Friday, April 6, 2012

Following Jesus to the Cross


Sermon

Maundy Thursday-April 5, 2012

Following Jesus to the Cross

John 13:1-17, 31b-35


A friend of mine told me the other day that he had 582 Facebook friends. A few weeks ago a young teen who I am counseling reported that she had sent 14,346 text messages in the previous month. The last time I was at McCarren airport, I overheard a businessman telling his traveling partner that he no longer needed anything but his iPad. “It has eliminated my need for a computer, a television, and a phone,” he declared. At the doctor’s office last Thursday, there were 14 people in the waiting room; 11 had electronic devices on which they were communicating to some other electronic device. Of those 11 people, 6 wore earbuds, listening, I presume, to some piece of music downloaded from iTunes.

Intrigued by the effect of the growing Internet phenomenon, I decided to “jump onto” the Internet myself. I settled in at my desk and developed a series of Google searches that focused on questions such as “What is the Internet doing to our society?”

After reading several boring and quite a few absolutely fascinating articles, it became clear to me that the rapidly expanding universe of information to be found on the Internet, and its proliferation of social media opportunities for individuals of all ages, has resulted in many of us turning to the Internet for answers to life’s questions, and for companionship.

I then wondered, “What is the Internet doing to church attendance.” I did not find many serious answers to that question. However, I did come upon an article that appeared in the November 8, 2011 edition of Episcopal News Service - “Episcopal Church membership shows some regional growth; overall decline,” authored by Mary Frances Schjonberg.

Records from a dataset
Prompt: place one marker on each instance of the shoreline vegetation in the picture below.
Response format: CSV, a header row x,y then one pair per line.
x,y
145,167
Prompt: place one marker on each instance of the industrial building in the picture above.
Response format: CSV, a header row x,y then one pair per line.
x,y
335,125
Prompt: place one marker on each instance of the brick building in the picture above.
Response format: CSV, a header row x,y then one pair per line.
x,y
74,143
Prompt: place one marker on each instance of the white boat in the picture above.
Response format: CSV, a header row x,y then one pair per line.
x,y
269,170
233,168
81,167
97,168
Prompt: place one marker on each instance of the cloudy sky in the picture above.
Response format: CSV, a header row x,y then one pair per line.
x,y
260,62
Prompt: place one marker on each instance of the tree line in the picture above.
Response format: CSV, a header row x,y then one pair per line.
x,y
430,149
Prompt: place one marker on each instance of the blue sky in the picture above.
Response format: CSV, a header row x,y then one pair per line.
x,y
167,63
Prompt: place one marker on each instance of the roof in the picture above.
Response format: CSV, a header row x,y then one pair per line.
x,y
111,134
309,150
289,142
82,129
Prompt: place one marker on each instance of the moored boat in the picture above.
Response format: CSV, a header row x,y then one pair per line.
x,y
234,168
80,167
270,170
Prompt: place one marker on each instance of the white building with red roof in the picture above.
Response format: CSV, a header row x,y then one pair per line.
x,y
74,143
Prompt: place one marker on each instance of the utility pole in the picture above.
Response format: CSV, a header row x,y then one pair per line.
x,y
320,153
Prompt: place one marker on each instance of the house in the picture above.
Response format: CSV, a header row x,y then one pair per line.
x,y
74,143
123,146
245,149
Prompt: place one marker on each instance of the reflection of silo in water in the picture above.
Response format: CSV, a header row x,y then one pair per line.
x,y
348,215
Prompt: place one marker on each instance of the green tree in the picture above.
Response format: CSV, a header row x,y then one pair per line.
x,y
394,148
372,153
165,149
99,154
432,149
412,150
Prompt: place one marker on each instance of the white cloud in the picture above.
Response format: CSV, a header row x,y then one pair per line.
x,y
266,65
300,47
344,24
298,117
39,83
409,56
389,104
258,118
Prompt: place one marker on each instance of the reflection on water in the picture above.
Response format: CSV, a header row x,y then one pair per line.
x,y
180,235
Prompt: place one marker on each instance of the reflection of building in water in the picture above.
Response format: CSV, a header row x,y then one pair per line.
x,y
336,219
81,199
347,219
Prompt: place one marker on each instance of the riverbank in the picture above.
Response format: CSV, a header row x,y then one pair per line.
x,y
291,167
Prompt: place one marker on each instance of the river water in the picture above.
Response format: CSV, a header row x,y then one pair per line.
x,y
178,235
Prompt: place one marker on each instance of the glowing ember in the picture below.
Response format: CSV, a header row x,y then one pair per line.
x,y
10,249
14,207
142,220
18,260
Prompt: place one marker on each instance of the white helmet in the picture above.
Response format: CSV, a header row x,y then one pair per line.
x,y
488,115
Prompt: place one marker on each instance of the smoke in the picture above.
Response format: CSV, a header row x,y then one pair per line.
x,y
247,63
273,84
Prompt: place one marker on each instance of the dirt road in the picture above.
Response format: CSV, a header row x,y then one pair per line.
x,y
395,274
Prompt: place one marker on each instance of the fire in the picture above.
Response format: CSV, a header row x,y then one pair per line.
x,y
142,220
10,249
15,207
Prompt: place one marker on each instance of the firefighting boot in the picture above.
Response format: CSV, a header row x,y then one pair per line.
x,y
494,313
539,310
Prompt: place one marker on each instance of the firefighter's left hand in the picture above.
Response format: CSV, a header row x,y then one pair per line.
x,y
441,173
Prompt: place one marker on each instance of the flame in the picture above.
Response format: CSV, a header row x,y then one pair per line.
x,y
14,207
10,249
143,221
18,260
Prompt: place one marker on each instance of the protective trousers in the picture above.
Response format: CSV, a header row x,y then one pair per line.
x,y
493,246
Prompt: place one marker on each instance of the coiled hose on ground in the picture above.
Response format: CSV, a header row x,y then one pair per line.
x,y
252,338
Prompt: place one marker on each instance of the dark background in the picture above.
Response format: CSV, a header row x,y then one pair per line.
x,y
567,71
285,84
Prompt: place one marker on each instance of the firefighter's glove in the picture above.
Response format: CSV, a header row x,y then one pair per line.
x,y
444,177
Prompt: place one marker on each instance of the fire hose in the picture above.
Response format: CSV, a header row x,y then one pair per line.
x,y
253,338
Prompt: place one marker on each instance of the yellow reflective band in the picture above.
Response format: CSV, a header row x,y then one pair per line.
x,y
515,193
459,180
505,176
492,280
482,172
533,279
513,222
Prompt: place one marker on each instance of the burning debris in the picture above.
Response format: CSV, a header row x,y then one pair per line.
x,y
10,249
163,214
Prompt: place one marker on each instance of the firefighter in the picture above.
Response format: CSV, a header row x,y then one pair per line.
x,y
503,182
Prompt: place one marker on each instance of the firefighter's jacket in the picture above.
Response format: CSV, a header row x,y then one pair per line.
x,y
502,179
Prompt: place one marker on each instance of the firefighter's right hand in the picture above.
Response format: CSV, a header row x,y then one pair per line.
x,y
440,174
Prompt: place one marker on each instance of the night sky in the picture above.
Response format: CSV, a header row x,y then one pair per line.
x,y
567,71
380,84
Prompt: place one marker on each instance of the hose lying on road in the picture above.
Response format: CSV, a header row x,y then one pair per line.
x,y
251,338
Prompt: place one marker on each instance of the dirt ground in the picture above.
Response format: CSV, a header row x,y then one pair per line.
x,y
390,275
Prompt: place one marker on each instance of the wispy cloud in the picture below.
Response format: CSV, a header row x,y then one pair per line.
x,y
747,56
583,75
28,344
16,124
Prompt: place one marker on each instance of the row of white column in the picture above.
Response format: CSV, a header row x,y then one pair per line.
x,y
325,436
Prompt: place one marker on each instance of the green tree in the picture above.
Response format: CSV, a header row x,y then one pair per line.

** PROBLEM 1 **
In the Maundy Thursday sermon:
(a) How many Facebook friends did the speaker's friend say he had?
(b) Of the 11 people with electronic devices in the doctor's waiting room, how many wore earbuds?
(c) On what date did the Episcopal News Service article appear?
** PROBLEM 2 **
Can you carry the Maundy Thursday sermon forward, starting after its last sentence?
The rows are separate material and have no connection to the sermon.

** WRITTEN RESPONSE 1 **
(a) 582
(b) 6
(c) November 8, 2011

** WRITTEN RESPONSE 2 **
Schjonberg wrote, “While membership in 16 of the Episcopal Church's domestic dioceses and eight of its non-domestic ones grew in 2010, recently released data shows that overall membership has declined. The decrease is part of a trend that has seen membership decline by just more than 16 percent since 2000.”

Further into the article, Schjonberg quotes Bishop Stacey Sauls, the Episcopal Church’s chief operating officer. Bishop Sauls responded to the release of this data by saying, "These statistics reveal something very important about the challenges we face as a church," One of those is that we cannot allow statistics like this to make us anxious about our survival. Earthly survival is not of much value to the Gospel. Striving for the kingdom and righteousness of God is. Concentrating on the latter is likely to yield more abundant life than the former (Mt. 6:31-33)."

Sauls said that the statistics also show that "we cannot continue to pretend we are the church of the establishment entitled to the power, prestige and privilege that comes with that."

"Right now, I think the cross calls us to die to those trappings of our old establishment life, and that means turning our attention single-mindedly to God's mission and our participation in it, which means that we are going to have to restructure and reform ourselves accordingly," he said. "Churches that turn inward will die. Churches that turn outward will not only live, but thrive. The numbers call us to strengthen our commitment to turn outward."

Wondering about the decline in church attendance versus the increase in Internet usage I performed yet another Google search and found that in 1990 only 2% of the population used the Internet. By 2011 that number had increased to 79.3%. That is an increase of over 77% - a great many people; especially considering that during that same period of time the population in the United States also increased – by approximately 10 million people.

Episcopal Church attendance down 16% despite a population increase of 10 million people; Internet usage up 77%; and, a mandate from the national church to “restructure and reform ourselves… to turn outward.”

Critical thoughts for us to ponder today -  Maundy Thursday.  Derived from the Latin word mandatum, meaning "commandment," Maundy refers to the commands Jesus gave his disciples at the Last Supper: to love with humility by serving one another and to follow him to the cross.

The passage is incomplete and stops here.